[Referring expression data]
>>>>

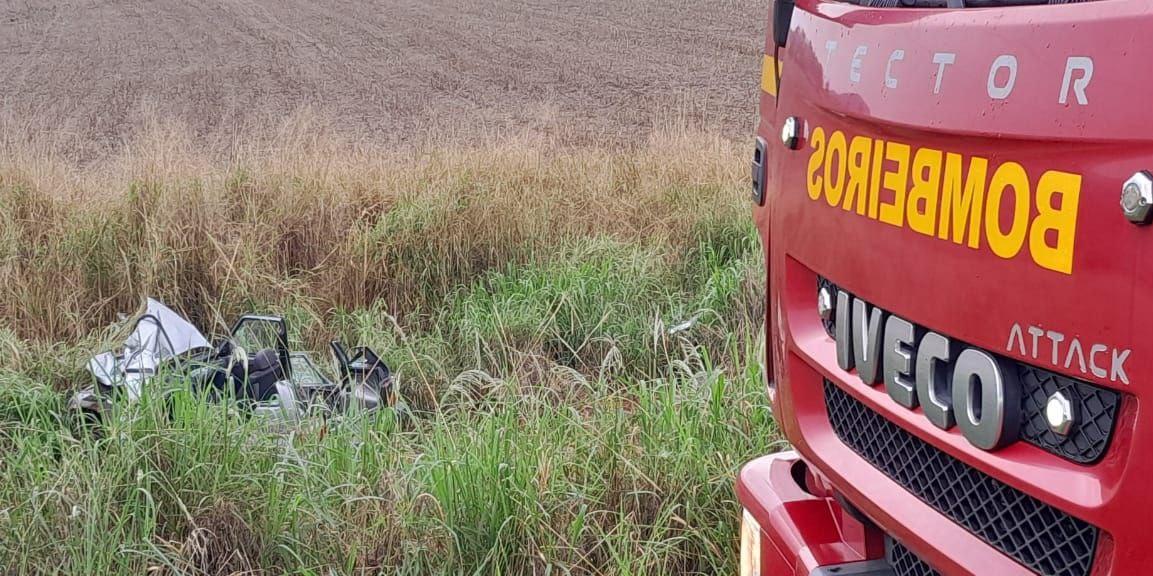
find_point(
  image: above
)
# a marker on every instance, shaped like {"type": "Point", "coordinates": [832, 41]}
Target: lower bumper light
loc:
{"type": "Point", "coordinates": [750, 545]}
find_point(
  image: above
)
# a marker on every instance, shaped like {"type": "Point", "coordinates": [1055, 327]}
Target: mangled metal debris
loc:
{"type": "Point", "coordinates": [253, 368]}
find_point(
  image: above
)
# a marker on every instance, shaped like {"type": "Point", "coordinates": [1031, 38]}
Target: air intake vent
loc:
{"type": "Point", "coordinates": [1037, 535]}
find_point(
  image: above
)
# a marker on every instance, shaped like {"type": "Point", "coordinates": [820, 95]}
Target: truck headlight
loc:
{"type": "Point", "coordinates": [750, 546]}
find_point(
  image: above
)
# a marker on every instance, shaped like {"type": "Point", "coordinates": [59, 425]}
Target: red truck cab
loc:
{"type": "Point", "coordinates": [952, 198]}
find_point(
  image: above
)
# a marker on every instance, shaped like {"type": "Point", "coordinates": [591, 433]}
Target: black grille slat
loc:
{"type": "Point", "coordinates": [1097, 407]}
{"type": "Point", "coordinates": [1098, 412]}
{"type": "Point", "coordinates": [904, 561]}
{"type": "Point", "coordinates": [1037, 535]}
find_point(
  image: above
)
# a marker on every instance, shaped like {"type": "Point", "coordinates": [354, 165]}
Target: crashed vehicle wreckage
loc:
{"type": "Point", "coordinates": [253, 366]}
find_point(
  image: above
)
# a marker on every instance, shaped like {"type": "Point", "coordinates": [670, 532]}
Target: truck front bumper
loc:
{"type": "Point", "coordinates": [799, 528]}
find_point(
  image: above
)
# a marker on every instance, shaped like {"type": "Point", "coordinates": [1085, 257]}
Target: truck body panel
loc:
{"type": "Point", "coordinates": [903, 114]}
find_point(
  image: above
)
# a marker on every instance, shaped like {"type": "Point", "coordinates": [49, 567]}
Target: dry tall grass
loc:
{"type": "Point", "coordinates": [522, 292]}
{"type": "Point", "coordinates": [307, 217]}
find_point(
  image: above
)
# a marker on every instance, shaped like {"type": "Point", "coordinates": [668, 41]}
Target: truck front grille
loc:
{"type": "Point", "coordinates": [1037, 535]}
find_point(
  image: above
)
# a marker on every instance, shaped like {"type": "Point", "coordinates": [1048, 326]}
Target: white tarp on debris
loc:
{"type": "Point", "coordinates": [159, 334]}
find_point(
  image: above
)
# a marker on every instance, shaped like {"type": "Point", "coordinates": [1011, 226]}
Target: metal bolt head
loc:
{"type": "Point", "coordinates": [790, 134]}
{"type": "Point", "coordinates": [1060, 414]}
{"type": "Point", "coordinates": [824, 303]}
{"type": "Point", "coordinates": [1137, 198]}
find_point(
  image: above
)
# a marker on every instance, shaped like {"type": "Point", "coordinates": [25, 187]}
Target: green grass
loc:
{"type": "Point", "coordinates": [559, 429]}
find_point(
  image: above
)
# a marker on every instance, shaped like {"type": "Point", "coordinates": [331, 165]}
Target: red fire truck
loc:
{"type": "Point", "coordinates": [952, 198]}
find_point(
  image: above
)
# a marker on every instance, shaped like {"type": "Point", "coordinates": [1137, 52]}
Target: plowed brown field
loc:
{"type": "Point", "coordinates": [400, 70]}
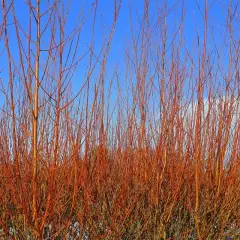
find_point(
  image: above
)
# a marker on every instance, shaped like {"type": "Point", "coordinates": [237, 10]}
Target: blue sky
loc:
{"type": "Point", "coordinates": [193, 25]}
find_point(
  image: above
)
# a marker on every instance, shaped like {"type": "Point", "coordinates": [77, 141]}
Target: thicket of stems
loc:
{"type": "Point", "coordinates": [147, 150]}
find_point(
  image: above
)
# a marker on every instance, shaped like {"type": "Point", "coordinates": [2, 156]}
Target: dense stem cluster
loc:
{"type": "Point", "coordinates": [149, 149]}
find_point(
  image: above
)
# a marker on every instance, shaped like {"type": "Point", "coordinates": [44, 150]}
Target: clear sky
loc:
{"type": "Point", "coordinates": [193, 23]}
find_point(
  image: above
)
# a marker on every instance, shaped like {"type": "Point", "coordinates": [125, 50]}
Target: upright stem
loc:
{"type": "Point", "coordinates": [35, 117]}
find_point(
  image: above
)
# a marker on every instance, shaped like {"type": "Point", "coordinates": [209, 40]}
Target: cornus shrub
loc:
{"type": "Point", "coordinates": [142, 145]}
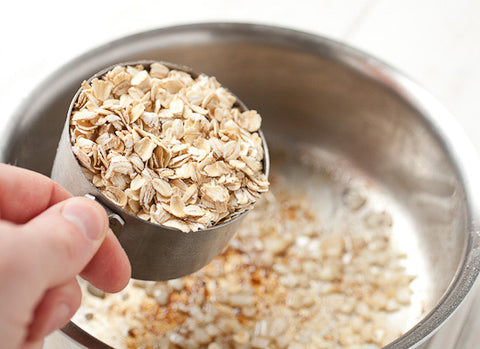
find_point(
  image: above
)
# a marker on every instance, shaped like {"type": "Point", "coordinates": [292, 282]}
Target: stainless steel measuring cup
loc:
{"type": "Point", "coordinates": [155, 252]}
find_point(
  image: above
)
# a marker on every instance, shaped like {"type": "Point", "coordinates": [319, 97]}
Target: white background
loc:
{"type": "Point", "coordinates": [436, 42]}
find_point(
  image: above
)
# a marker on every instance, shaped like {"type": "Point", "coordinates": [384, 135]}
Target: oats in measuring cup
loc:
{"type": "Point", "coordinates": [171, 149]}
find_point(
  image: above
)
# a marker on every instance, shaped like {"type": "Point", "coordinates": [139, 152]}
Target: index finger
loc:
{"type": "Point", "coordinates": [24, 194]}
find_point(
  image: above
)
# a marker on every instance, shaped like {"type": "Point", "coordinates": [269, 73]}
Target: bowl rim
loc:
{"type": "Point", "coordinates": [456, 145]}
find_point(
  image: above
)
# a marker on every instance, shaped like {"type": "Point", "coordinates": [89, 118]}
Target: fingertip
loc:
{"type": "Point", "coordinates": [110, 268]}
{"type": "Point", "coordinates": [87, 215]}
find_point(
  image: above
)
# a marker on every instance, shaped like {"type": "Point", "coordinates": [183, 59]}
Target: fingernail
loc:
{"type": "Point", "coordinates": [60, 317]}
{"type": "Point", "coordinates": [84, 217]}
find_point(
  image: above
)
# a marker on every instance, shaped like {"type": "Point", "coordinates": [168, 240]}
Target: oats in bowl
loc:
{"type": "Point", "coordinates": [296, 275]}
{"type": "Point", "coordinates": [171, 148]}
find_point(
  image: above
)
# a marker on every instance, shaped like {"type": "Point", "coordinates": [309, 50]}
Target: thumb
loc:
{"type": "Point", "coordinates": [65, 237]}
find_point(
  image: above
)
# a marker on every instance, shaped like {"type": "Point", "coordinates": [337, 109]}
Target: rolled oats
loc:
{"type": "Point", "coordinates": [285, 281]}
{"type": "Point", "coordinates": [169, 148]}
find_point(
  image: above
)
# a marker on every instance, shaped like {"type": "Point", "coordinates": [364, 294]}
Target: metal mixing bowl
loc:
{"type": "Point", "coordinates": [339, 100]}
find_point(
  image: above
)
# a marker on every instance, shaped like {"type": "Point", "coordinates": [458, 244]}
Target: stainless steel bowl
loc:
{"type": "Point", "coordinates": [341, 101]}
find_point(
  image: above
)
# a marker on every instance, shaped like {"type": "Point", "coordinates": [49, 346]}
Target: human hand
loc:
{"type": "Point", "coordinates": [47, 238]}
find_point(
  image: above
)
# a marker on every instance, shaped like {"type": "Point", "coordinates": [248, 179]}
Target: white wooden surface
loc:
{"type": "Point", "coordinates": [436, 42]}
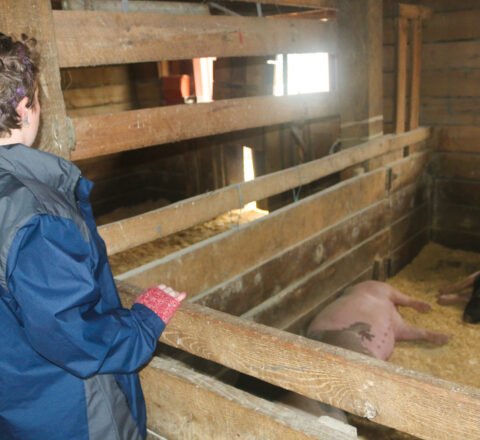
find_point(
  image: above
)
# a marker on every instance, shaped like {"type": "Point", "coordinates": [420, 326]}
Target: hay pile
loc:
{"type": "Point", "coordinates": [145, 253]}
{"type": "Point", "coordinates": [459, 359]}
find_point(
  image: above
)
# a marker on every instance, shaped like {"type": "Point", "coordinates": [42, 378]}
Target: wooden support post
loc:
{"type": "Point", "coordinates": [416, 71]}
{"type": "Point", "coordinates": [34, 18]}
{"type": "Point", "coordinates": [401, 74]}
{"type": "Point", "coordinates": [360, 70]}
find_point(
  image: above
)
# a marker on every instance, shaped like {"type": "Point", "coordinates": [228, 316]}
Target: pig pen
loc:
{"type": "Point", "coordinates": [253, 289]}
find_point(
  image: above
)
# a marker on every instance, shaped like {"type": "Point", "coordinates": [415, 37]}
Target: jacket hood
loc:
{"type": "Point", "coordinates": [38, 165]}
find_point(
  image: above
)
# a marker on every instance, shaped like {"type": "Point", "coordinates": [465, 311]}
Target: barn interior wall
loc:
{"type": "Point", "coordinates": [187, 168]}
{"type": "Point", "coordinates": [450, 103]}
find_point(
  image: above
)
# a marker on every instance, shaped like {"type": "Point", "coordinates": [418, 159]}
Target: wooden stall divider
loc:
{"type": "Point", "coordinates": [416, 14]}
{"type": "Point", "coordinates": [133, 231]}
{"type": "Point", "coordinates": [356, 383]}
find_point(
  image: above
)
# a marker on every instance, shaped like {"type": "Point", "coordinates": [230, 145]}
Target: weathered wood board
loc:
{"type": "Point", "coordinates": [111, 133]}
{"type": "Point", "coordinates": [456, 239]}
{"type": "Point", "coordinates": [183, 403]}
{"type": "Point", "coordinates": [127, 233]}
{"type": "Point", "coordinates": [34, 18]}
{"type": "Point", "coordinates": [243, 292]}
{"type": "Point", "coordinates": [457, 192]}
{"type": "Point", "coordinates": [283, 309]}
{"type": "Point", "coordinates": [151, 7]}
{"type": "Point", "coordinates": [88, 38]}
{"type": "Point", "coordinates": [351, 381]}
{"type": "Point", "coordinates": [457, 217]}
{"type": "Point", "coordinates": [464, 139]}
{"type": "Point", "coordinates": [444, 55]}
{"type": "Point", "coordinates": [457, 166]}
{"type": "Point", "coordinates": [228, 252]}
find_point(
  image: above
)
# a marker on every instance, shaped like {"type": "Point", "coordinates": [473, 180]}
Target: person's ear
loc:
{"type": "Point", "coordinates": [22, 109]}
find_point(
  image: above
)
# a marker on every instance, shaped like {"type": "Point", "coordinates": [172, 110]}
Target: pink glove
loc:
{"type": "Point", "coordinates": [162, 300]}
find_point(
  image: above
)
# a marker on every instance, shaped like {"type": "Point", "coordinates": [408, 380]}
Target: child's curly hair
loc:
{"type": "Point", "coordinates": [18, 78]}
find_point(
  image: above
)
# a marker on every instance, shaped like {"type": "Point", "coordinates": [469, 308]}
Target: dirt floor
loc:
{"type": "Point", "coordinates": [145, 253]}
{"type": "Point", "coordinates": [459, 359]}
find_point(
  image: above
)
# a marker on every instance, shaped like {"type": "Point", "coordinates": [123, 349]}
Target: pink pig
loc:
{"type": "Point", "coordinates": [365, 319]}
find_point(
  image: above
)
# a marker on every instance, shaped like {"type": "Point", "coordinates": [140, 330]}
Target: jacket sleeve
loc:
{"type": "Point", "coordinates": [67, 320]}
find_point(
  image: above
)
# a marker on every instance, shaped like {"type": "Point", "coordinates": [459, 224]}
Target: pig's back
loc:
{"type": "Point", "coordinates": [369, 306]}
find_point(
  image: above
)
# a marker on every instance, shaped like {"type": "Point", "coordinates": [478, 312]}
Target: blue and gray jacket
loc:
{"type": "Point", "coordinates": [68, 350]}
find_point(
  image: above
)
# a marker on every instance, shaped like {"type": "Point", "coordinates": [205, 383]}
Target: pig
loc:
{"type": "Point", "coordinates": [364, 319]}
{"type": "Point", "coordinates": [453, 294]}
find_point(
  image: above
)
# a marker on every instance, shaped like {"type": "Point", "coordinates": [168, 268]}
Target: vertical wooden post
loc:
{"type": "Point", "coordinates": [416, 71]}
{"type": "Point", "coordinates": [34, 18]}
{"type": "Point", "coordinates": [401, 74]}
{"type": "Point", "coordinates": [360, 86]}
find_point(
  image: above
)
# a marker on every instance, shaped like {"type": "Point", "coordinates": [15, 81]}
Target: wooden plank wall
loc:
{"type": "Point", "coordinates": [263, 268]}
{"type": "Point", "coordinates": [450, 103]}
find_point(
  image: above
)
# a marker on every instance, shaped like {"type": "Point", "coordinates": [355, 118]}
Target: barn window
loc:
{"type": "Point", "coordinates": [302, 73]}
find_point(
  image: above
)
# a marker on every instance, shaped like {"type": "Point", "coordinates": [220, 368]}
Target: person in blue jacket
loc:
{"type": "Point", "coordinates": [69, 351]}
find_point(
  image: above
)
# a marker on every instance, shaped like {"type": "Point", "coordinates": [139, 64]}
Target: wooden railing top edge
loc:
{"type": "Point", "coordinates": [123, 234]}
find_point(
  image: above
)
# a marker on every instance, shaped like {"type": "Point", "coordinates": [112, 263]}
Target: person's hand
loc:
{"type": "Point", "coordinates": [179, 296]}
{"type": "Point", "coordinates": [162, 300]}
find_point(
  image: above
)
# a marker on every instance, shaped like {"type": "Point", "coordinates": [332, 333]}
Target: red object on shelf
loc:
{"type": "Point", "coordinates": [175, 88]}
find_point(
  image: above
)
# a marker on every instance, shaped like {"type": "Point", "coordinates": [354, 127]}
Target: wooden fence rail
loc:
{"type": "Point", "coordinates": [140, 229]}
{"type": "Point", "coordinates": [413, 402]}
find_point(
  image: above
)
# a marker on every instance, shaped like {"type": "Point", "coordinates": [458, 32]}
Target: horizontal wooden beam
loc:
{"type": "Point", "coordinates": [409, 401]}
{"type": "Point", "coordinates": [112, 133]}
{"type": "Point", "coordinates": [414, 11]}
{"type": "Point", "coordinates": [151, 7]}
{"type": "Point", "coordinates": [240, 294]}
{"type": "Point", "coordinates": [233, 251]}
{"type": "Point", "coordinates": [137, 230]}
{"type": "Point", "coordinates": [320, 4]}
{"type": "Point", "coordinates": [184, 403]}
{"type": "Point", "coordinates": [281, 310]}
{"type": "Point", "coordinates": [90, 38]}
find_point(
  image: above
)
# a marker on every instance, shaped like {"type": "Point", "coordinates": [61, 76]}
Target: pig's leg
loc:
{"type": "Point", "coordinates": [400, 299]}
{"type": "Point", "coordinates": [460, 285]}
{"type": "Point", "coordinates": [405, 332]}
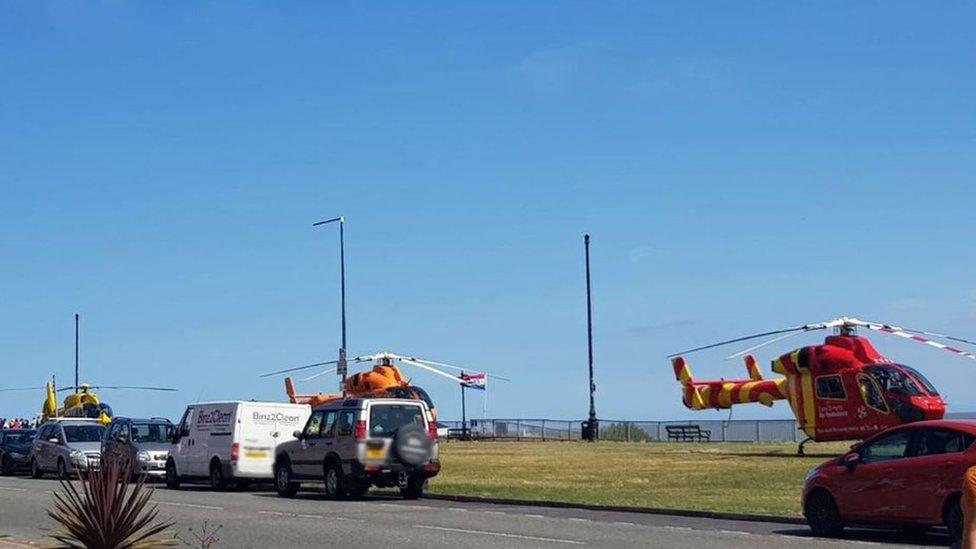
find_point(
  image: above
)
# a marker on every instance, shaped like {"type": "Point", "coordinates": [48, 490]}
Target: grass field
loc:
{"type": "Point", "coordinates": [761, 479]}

<<<<

__Instructions to follow__:
In the records above, which lines hold the string "wall"? Copy each one.

__Result__:
Target: barn interior wall
Target: wooden plank wall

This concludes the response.